# What the task requires
Reproduce the lines of the material exactly, excluding every image.

# Stored data
★ ★ ★ ★ ★ ★ ★

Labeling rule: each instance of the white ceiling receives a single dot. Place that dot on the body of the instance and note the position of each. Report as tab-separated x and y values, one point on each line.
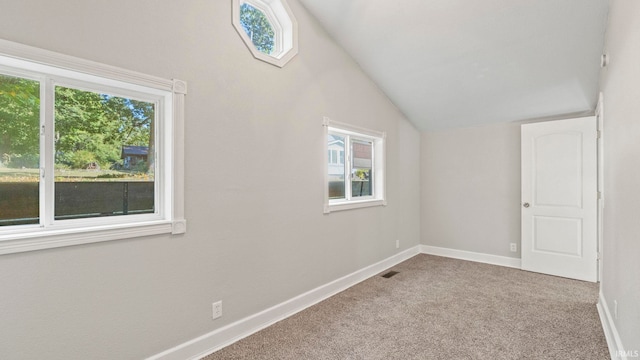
457	63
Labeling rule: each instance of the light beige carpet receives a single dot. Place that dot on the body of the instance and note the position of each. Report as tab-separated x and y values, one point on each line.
440	308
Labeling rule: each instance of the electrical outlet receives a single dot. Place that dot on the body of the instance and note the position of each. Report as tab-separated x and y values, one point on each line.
217	309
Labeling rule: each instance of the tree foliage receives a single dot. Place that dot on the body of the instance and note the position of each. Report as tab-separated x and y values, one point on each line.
257	26
89	126
19	117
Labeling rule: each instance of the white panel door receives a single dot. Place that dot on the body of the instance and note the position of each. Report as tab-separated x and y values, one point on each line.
559	198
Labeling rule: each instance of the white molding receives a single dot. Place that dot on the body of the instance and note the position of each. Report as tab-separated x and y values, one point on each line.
471	256
39	241
67	62
169	93
219	338
285	27
616	349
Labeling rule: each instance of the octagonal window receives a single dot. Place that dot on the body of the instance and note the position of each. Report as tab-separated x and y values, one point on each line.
268	28
257	26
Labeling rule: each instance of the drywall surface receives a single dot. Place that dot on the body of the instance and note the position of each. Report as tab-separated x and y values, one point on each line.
621	251
257	235
471	189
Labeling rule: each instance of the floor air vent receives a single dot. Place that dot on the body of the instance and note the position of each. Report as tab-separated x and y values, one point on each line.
389	274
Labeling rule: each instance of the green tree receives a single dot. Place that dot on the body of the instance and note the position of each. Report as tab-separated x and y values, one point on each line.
257	26
19	117
89	126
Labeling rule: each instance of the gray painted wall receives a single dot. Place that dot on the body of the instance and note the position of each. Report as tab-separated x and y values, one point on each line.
252	244
621	89
471	189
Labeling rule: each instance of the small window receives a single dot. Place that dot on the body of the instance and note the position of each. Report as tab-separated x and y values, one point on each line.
355	163
268	28
257	26
85	153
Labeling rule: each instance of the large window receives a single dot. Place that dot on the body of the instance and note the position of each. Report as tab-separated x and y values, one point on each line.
87	152
354	167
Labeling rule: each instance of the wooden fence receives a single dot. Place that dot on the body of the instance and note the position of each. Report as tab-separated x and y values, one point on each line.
19	202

★ ★ ★ ★ ★ ★ ★

# Exercise response
Labeling rule: each instance of the white ceiling receives a single dot. Place that dot on the body of the instance and note the position of each. Report as tab-separated x and y values, one point on each line.
457	63
Labeling rule: each instance of the light beige carpet receives a single dot. Place that dot on the body of the instance and note the position of each. Report as tab-separated x and y values, one point on each line.
440	308
Labeling rule: each instance of the electrical outlet receives a single dot. Place that dot on the body of the instance and note the position of each. Report as tab-separated x and y values, one point on each line.
217	309
Labeling rule: each instance of the tree foliage receives a single dot. Place that dot on the body of the instance and note the position of each. Report as tab-separated x and y values, one point on each line.
257	26
89	126
19	117
Labeling rule: each instance of the white panel door receives a single dot. Place that dot on the body of the instance and note the position of each. Report as tab-separated x and y values, one point on each line.
559	198
Labeling rule: each instance of the white molding receives a single dot. Place that dot on the body of the instance and note the position of each. Report as tab-separated x and y values, one point on each line.
471	256
39	241
67	62
169	93
219	338
285	27
616	349
Labeling rule: each instance of the octagonal window receives a single dot. Place that dot on the body of the instance and note the position of each. Report as tab-separated x and y values, one point on each line.
268	28
257	26
Labeling rule: each instance of the drywall surface receives a single dot. Place that dot on the body of the instance and note the position of each. Report as tab-separated x and y values, one point on each line.
621	251
257	235
471	189
Labeling rule: each instance of the floor air vent receives a single dot. Place that dot on the body of the instance and note the position of each. Report as tab-separated x and y values, one point on each line.
389	274
Labeling rule: each instance of the green tree receives a single dot. Place that dot on the body of the instance and note the position of each. Report as tab-separated x and y values, one point on each line.
257	26
19	117
89	126
Labeling rule: each instance of the gray painted wall receives a single dot. Place that dot on the body of the instance and note the position of each. Report as tab-separated x and y values, one point on each line.
252	244
621	89
471	189
Labeling rule: each instance of the small window receives a single dot. Place that dot on the body of the instance and note the position of each. Report as tab-separated x and y values, one point on each line.
355	163
268	28
257	26
85	153
Labeling rule: each instance of the large window receives a single dot. Place that dot on the body of the instance and note the position of each. Report as tab-separated x and y values, one point on each line.
87	152
354	167
Labeling rule: each instance of the wooden fence receives a single dot. Place that dot on the body of the instance and note the position of each. Report as tab-separated x and y values, one point on each line.
19	202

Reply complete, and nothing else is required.